**Directions**. Output each line of the records below as a JSON list of strings, one string per line, omitting any blank lines.
* BEGIN *
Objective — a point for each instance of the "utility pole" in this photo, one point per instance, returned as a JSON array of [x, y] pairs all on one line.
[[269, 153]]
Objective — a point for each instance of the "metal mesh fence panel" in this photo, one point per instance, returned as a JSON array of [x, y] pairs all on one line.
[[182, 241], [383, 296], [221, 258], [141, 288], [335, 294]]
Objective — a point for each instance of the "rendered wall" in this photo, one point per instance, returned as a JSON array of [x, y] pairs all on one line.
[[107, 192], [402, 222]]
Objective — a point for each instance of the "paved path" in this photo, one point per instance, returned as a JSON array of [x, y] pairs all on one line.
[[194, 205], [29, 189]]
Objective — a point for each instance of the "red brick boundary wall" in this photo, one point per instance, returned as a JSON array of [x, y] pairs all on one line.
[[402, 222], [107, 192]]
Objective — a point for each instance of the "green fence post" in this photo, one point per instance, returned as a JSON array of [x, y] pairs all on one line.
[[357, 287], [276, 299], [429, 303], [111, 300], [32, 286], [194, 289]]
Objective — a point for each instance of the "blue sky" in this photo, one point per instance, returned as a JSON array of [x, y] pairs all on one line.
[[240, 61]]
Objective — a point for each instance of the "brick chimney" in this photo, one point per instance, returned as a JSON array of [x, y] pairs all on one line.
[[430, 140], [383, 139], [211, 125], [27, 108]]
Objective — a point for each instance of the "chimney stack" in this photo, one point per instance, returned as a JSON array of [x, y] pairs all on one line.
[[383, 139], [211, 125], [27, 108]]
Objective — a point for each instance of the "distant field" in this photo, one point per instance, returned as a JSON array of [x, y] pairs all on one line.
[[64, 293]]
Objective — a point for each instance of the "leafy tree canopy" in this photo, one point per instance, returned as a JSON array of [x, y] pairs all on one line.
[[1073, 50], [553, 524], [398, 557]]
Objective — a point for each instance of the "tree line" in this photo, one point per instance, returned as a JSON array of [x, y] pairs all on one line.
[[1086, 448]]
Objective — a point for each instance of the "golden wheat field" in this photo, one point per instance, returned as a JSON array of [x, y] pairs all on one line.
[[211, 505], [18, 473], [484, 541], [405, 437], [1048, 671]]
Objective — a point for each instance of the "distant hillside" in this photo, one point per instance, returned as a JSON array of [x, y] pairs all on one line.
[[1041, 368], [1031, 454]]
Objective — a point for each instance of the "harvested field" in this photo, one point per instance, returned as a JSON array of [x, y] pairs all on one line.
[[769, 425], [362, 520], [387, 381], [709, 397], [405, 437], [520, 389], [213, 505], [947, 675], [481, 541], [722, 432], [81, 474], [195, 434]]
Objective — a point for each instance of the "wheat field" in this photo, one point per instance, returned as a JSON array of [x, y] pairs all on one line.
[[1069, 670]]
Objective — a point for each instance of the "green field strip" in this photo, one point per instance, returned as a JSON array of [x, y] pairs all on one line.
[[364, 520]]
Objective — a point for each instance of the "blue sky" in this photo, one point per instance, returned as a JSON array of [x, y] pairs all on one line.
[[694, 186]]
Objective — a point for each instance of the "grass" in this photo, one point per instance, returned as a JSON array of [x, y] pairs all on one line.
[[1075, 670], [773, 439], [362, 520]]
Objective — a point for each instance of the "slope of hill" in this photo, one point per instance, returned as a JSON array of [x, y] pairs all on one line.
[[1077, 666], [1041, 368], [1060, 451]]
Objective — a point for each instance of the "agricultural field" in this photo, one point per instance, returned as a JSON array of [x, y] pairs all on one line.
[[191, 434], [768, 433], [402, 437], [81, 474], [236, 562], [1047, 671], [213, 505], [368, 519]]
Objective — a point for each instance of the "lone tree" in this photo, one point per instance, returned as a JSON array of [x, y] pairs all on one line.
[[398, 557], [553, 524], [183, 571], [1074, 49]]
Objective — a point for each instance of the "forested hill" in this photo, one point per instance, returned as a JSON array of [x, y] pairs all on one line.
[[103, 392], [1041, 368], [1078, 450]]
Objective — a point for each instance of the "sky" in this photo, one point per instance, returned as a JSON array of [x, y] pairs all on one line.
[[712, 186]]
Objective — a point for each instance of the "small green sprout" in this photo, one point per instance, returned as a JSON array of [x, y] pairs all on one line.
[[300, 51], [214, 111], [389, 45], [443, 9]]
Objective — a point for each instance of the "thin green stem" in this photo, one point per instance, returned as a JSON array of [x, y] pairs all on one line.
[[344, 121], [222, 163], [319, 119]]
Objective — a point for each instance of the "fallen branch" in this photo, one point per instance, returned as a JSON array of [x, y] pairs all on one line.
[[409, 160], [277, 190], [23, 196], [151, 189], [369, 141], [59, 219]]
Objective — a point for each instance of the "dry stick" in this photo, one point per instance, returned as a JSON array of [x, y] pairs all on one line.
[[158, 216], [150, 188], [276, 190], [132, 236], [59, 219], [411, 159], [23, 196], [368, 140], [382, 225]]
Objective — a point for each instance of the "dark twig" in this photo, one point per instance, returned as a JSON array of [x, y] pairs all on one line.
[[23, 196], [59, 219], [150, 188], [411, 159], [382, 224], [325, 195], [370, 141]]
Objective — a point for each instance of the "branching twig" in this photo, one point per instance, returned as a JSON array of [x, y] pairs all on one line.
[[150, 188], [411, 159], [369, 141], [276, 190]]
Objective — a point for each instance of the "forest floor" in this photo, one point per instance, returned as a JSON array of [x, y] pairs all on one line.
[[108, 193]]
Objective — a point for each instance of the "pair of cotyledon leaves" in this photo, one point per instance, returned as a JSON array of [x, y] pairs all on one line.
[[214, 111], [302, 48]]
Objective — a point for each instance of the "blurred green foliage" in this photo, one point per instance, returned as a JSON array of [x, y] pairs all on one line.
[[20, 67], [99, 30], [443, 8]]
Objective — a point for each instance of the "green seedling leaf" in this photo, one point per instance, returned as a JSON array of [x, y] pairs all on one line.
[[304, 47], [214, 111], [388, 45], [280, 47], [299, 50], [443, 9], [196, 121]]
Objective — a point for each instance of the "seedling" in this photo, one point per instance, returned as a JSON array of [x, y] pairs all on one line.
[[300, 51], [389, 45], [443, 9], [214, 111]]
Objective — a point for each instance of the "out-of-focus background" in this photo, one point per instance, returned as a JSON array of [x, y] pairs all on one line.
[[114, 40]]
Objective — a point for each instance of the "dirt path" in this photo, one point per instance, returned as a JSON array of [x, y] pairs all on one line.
* END *
**Worked answer**.
[
  "Objective — a point for each instance of the \"utility pole\" in this photo, one point per instance, returned as a JSON array of [x, y] pairs all on one line.",
  "[[269, 153]]",
  "Objective — a point for each instance of the \"metal mesh fence panel\" in this photo, one point per instance, returned as a JSON array of [x, y] pairs all on one line.",
  "[[182, 241], [383, 296], [221, 258], [141, 288], [335, 294]]",
  "Objective — a point for each instance of the \"rendered wall\" in this photo, one point per instance, returned as a JSON array of [x, y] pairs all on one line.",
  "[[107, 192], [402, 222]]",
  "Objective — a point for each instance of the \"paved path\" in this photo, one point per instance, returned as a JSON array of [x, y] pairs all on one line.",
  "[[194, 205], [29, 189]]",
  "Objective — a point for each instance of the \"red brick boundary wall\" in this photo, one point per instance, returned as a JSON array of [x, y] pairs all on one line.",
  "[[402, 222], [107, 192]]",
  "Objective — a point for each instance of the \"green fence post\" in this photo, one point per instance, returned as a JSON array of [x, y] pairs all on one line.",
  "[[357, 287], [276, 299], [429, 303], [111, 300], [32, 286], [194, 289]]",
  "Objective — a point for each instance of the \"blue sky\" in this photo, one point per instance, returned as a JSON array of [x, y] pairs all on one line.",
  "[[240, 61]]",
  "Objective — a point for each instance of the \"brick chimney\" in this photo, one point per instance, returned as a JSON array of [x, y] pairs all on one line.",
  "[[430, 140], [383, 139], [211, 125], [27, 108]]",
  "Objective — a point for each instance of the \"chimney stack\" in this photo, one point per instance, returned as a JSON array of [x, y] pairs all on one line.",
  "[[383, 139], [211, 125], [27, 108]]",
  "Objective — a point for each instance of the \"distant field\" in this photo, one point per instance, returned as a JSON array of [x, y] pairs all on one line.",
  "[[64, 293]]",
  "Objective — a point for each instance of the \"leafy tree canopy\" in this photo, one point per instance, returned as a JSON array of [x, y] pairs all on one line.",
  "[[1073, 50], [553, 524], [398, 557]]",
  "Objective — a point for each instance of the \"tree line\" in this photo, one point per instance, returned as a JSON array of [x, y] pairs all on one line.",
  "[[1086, 448]]",
  "Objective — a point for each instance of the \"golden wheat field\" in this photo, one point per instance, returned as a JSON array of [x, y] pairs all on one line.",
  "[[211, 505], [18, 473], [484, 541], [405, 437], [1048, 671]]",
  "Objective — a point for each instance of the \"distant hillside\" in this photo, one point per instance, returned as a JSON array of [x, y] pairs all on one line.",
  "[[1041, 368], [1031, 454]]",
  "Objective — a point for each instance of the \"harvested field\" in this photo, one point per instance, returned as a JSON array of [x, y] pairs all on one line.",
  "[[769, 425], [362, 520], [387, 381], [709, 397], [405, 437], [520, 389], [213, 505], [947, 675], [481, 541], [722, 432], [81, 474], [195, 434]]",
  "Objective — a point for each instance of the \"wheat field\" in this photo, one point per instance, returned as a JSON array of [x, y] pairs all on one line.",
  "[[1069, 670]]",
  "Objective — a point for each instance of the \"green field strip\" in this photo, one point per instance, returned as a JSON array of [x, y] pairs all on one line.",
  "[[364, 520]]",
  "Objective — a point for each instance of the \"blue sky\" in this photo, one point per instance, returned as a JSON array of [x, y] pairs all on one line.",
  "[[694, 186]]",
  "Objective — a point for each instance of the \"grass\" in this photo, one point per instance, returned as a JSON array of [x, y] pairs all on one line.",
  "[[1075, 670], [773, 439], [362, 520]]",
  "Objective — a point for each instance of the \"slope of hill\" in this photo, one point per instance, returned as a JSON array of [x, y] pairs all on one line.",
  "[[1077, 666], [1041, 368], [1060, 451]]",
  "Objective — a point for each instance of the \"agricultural field\" in this photo, one point per instance, returned as a JSON array of [x, y] pairs all on one line.",
  "[[191, 434], [768, 433], [402, 437], [81, 474], [236, 562], [1047, 671], [213, 505], [368, 519]]",
  "Objective — a point for each instance of the \"lone tree\" in this photo, one point per instance, returned as a JSON array of [x, y] pairs all on one line.",
  "[[398, 557], [553, 524], [183, 571], [1074, 49]]",
  "Objective — a point for each instance of the \"forested hill\" in this photo, one point per instance, returned as a JSON array of [x, y] pairs all on one line.",
  "[[103, 392], [1041, 368], [1078, 450]]",
  "Objective — a point for each instance of the \"sky\" in this photo, one point per instance, returned as a JSON array of [x, y] pairs all on one line.",
  "[[712, 186]]",
  "Objective — a point for each instance of the \"small green sprout\" in this photo, one point per instance, returned as a JSON array of [x, y] pairs all on one line.",
  "[[300, 51], [214, 111], [389, 45], [443, 9]]",
  "Objective — a point for each instance of the \"thin green stem\" in this photo, one point per instance, returned as a JSON array of [x, y] pairs all on one line.",
  "[[344, 121], [222, 163], [319, 119]]",
  "Objective — a point for each instance of the \"fallen branch\" in this photo, one point per instance, returned as a JSON array of [x, y] pairs all on one line.",
  "[[409, 160], [277, 190], [23, 196], [151, 189], [369, 141], [59, 219]]",
  "Objective — a point for each instance of the \"dry stick\" in this photo, one point per instance, returned as a JSON array of [x, y] pairs all on one line.",
  "[[158, 216], [150, 188], [276, 190], [132, 236], [59, 219], [411, 159], [23, 196], [368, 140], [382, 225]]",
  "Objective — a point for each instance of the \"dark twig\" in this photo, one point per instance, returned as a JSON array of [x, y] pairs all on one line.",
  "[[23, 196], [59, 219], [150, 188], [411, 159], [382, 224], [325, 195], [370, 141]]",
  "Objective — a point for each instance of the \"branching twig\" in this photo, one point per instance, returned as a JSON array of [x, y] pairs all on one line.",
  "[[150, 188], [411, 159], [369, 141], [276, 190]]",
  "Objective — a point for each instance of the \"forest floor\" in this photo, one point per instance, returned as a JSON array of [x, y] pairs all on one line.",
  "[[108, 193]]",
  "Objective — a point for each instance of the \"pair of cotyledon leaves\" in this photo, one point per instance, returned as a JSON array of [x, y] pairs all on one line.",
  "[[214, 111], [302, 48]]",
  "Objective — a point for each instance of the \"blurred green foliage\" in this photo, one point per instance, returned as a JSON array of [x, y] pairs all on one line.",
  "[[20, 67], [99, 30], [443, 8]]",
  "Objective — a point for each instance of the \"green seedling leaf\" in this photo, one point per instance, returned as a JSON array of [x, y] pairs all on one line.",
  "[[304, 47], [214, 111], [388, 45], [280, 47], [299, 50], [443, 9], [196, 121]]",
  "Objective — a point for each instance of the \"seedling\" in this photo, one point per instance, returned as a JSON array of [x, y] pairs all on one line.",
  "[[300, 51], [389, 45], [443, 9], [214, 111]]",
  "Objective — a point for each instance of the \"out-of-focus background\" in this photo, one point per instance, returned as a JSON array of [x, y] pairs all on one line.",
  "[[114, 40]]",
  "Objective — a point for each instance of the \"dirt path\" in this photo, one point per instance, returned as a JSON array of [x, y] pairs all on one line."
]